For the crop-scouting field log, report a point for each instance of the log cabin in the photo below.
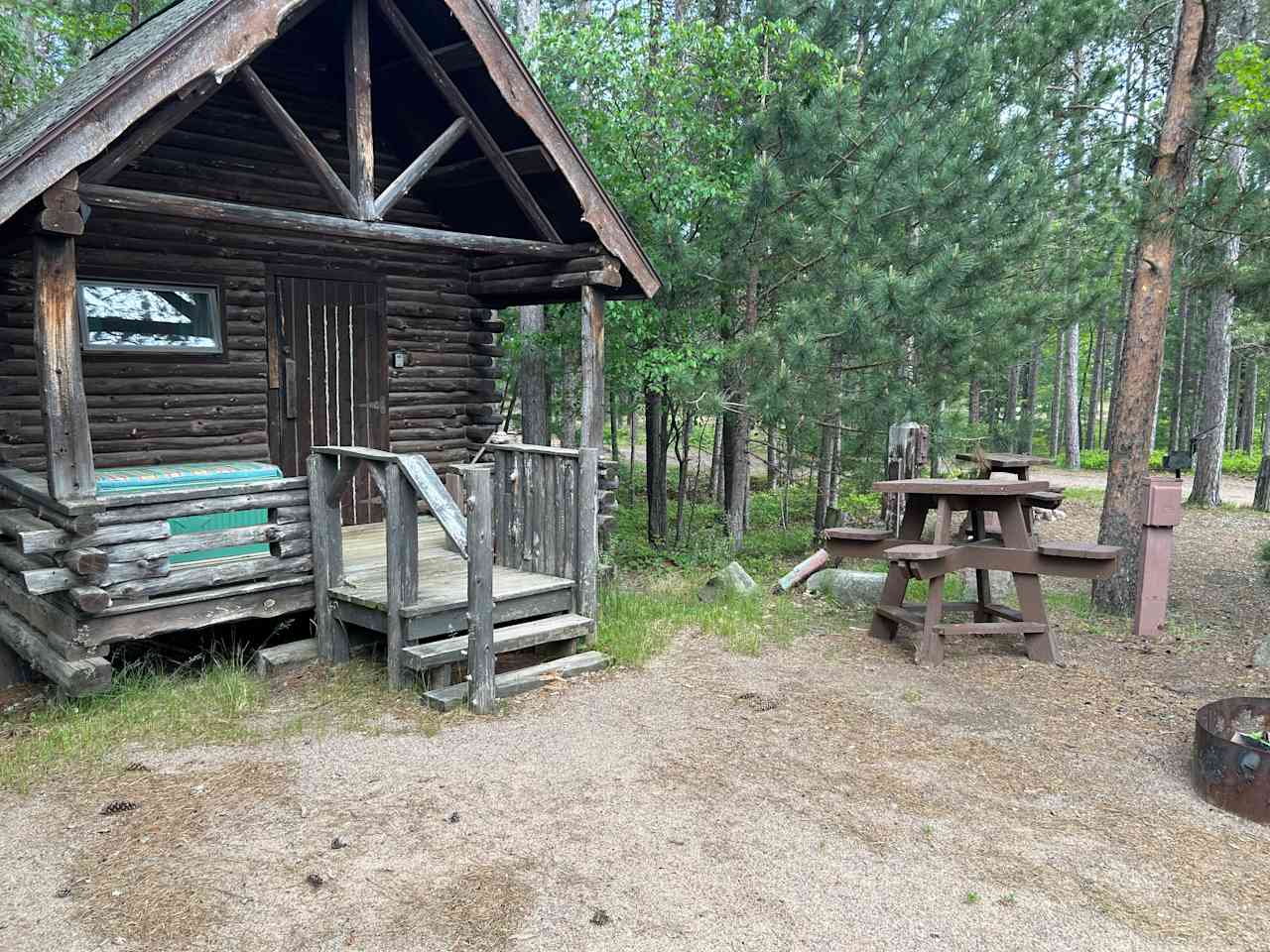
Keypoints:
(252, 257)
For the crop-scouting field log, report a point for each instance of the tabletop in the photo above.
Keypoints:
(1005, 458)
(962, 488)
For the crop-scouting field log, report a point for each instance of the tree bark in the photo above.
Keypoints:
(1095, 399)
(1148, 302)
(1071, 402)
(532, 379)
(654, 462)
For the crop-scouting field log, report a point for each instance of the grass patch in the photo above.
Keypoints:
(222, 703)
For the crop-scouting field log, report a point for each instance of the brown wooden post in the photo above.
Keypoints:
(67, 444)
(479, 503)
(592, 367)
(357, 99)
(587, 593)
(327, 543)
(402, 532)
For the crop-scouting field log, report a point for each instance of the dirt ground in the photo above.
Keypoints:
(824, 796)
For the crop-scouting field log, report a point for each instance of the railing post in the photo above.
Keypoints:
(327, 543)
(402, 539)
(479, 504)
(585, 592)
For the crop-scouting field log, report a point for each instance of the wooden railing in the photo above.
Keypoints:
(547, 504)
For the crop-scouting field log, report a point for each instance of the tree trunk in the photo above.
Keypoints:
(654, 462)
(1071, 402)
(1056, 397)
(1206, 486)
(684, 453)
(1148, 302)
(1095, 399)
(534, 379)
(1180, 368)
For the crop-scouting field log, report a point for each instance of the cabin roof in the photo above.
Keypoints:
(193, 44)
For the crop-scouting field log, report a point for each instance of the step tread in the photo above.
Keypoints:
(522, 680)
(507, 638)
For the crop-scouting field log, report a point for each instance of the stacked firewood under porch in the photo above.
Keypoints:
(447, 585)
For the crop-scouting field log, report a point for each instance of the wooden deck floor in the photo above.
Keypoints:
(443, 574)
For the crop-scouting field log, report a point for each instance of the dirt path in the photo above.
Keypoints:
(825, 796)
(1233, 489)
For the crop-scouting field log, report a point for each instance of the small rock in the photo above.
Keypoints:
(733, 580)
(847, 587)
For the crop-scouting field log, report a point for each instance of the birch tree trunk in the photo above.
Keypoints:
(1148, 301)
(1071, 405)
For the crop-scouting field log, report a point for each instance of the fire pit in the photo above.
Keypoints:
(1228, 774)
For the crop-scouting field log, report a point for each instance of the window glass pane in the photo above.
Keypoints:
(118, 316)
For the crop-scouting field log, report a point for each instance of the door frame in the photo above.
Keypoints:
(273, 343)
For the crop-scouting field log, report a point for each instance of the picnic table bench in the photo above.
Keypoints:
(1012, 549)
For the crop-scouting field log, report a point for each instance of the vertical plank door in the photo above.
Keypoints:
(331, 343)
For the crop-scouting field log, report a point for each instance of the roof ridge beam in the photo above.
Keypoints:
(127, 199)
(458, 103)
(300, 144)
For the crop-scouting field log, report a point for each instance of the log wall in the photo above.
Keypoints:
(148, 409)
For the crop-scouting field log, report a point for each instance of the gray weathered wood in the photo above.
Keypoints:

## WHAT TO WORK ON
Check every line of the data above for the string "dirt", and copy those that have it.

## SOLUTION BELOW
For the crop-scouting field log, report a point for each instance of the dirt ground in the photo above.
For the crop-scouting field log, report a point for each instance of the dirt path in the photo above.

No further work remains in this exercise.